━━━━━ Extrait du texte ━━━━━

AFFAIRE LYDAKIS ET AUTRES c. GRÈCE (Cour européenne des droits de l’homme) 43441/14

Les requérants se plaignent d’une violation des articles 6 et 13 de la Convention en raison de l’exécution tardive de l’arrêt en cause ainsi que de l’absence d’un recours effectif à cet égard.


PREMIÈRE SECTION
AFFAIRE LYDAKIS ET AUTRES c. GRÈCE
(Requête no 43441/14)
ARRÊT
STRASBOURG
10 novembre 2022

Cet arrêtest définitif. Il peut subir des retouches de forme.

En l’affaire Lydakis et autres c. Grèce,

La Cour européenne des droits de l’homme (première section), siégeant en un comitécomposé de :
Krzysztof Wojtyczek, président,
Erik Wennerström,
Ioannis Ktistakis, juges,
et de Liv Tigerstedt, greffière adjointe de section,

Vu :

la requête (no 43441/14) contre la République hellénique dont quatre ressortissants, la liste desquels figure dans le tableau joint en annexe (« les requérants »), ont saisi la Cour le 5 juin 2014 en vertu de l’article 34 de la Convention de sauvegarde des droits de l’homme et des libertés fondamentales (« la Convention »),

la décision de porter à la connaissance du gouvernement grec (« le Gouvernement »), représenté par les délégués de son agent, K. Georghiades, assesseur auprès du Conseil Juridique de l’État, et Z. Chatzipavlou, auditrice auprès du Conseil Juridique de l’État, les griefs concernant les articles 6 et 13 de la Convention et de déclarer irrecevable la requête pour le surplus,

les observations des parties,

Après en avoir délibéré en chambre du conseil le 4 octobre 2022,

Rend l’arrêt que voici, adopté à cette date :

OBJET DE L’AFFAIRE

1. La requête concerne l’exécution tardive de l’arrêt no 256/2008 du tribunal administratif de première instance d’Héraklion, publié le 31 juillet 2008. Par cet arrêt, ledit tribunal a annulé le rejet tacite de l’administration d’ordonner la levée de l’expropriation du terrain appartenant aux requérants et a renvoyé l’affaire à l’administration.

━━━━━ Données fournies ━━━━━

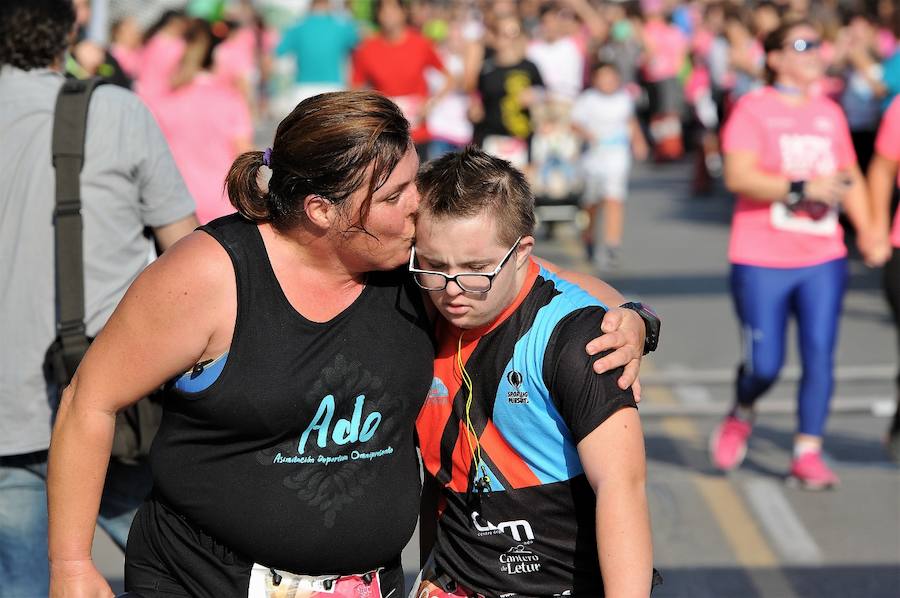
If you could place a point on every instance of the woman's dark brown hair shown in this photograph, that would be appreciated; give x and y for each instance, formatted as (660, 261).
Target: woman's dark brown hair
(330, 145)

━━━━━
━━━━━ Données fournies ━━━━━

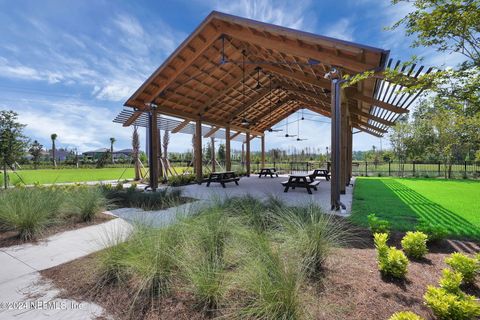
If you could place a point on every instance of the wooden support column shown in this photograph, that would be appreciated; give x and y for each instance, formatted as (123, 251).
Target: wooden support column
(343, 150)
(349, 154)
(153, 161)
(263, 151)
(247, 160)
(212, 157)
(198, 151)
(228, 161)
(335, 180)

━━━━━
━━━━━ Données fournies ━━━━━

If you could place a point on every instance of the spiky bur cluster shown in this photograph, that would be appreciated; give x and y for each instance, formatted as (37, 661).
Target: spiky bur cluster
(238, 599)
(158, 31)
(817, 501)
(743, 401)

━━━━━

> **Consigne A**:
Répondez aux questions suivantes d'après l'extrait sur l'affaire Lydakis et autres c. Grèce.
(i) À quelle date les requérants ont-ils saisi la Cour ?
(ii) Qui préside le comité de la Cour ?
(iii) Quel tribunal a rendu l'arrêt no 256/2008 ?
> **Consigne B**:
Relevez toutes les dates complètes (jour, mois et année) qui figurent dans l'extrait sur l'affaire Lydakis et autres c. Grèce.
> **Consigne C**:
Rédigez la suite de l'extrait sur l'affaire Lydakis et autres c. Grèce, en reprenant après sa dernière phrase.

> **Réponse attendue A**:
(i) Le 5 juin 2014.
(ii) Krzysztof Wojtyczek.
(iii) Le tribunal administratif de première instance d'Héraklion.

> **Réponse attendue B**:
10 novembre 2022
5 juin 2014
4 octobre 2022
31 juillet 2008

> **Réponse attendue C**:
2. Il ressort du dossier que l’arrêt en cause a été exécuté le 20 novembre 2020, par la publication d’un décret présidentiel levant l’expropriation en cause.

3. Les requérants se plaignent d’une violation des articles 6 et 13 de la Convention en raison de l’exécution tardive de l’arrêt en cause ainsi que de l’absence d’un recours effectif à cet égard.

APPRÉCIATION DE LA COUR

I. SUR LA VIOLATION ALLÉGUÉE DE L’ARTICLE 6 DE LA CONVENTION

4. Le Gouvernement soutient que les requérants n’ont pas épuisé les voies de recours internes car ils n’ont pas introduit de demande devant le comité de trois juges en charge du contrôle de la bonne exécution par l’administration des arrêts des juridictions administratives (« le comité de trois juges »).

5. Les requérants rétorquent que la demande devant le comité de trois juges n’est pas un recours effectif à épuiser.

6. La Cour rappelle qu’après la saisine par l’intéressé du comité de trois juges, celui-ci ne peut que constater le refus de l’administration de se conformer à un arrêt et lui imposer, le cas échéant, le versement d’une indemnité pour cette raison. Elle a déjà considéré qu’il n’est pas suffisant de constater la non-exécution d’un arrêt sans plus et elle a rejeté des exceptions préliminaires similaires (voir, à titre d’exemple, Kanellopoulos c. Grèce, no 11325/06, §§ 17-21, 21 février 2008).

7. La Cour rejette par conséquent l’exception du Gouvernement.

8. Constatant que ce grief n’est pas manifestement mal fondé ni irrecevable pour un autre motif visé à l’article 35 de la Convention, la Cour le déclare recevable.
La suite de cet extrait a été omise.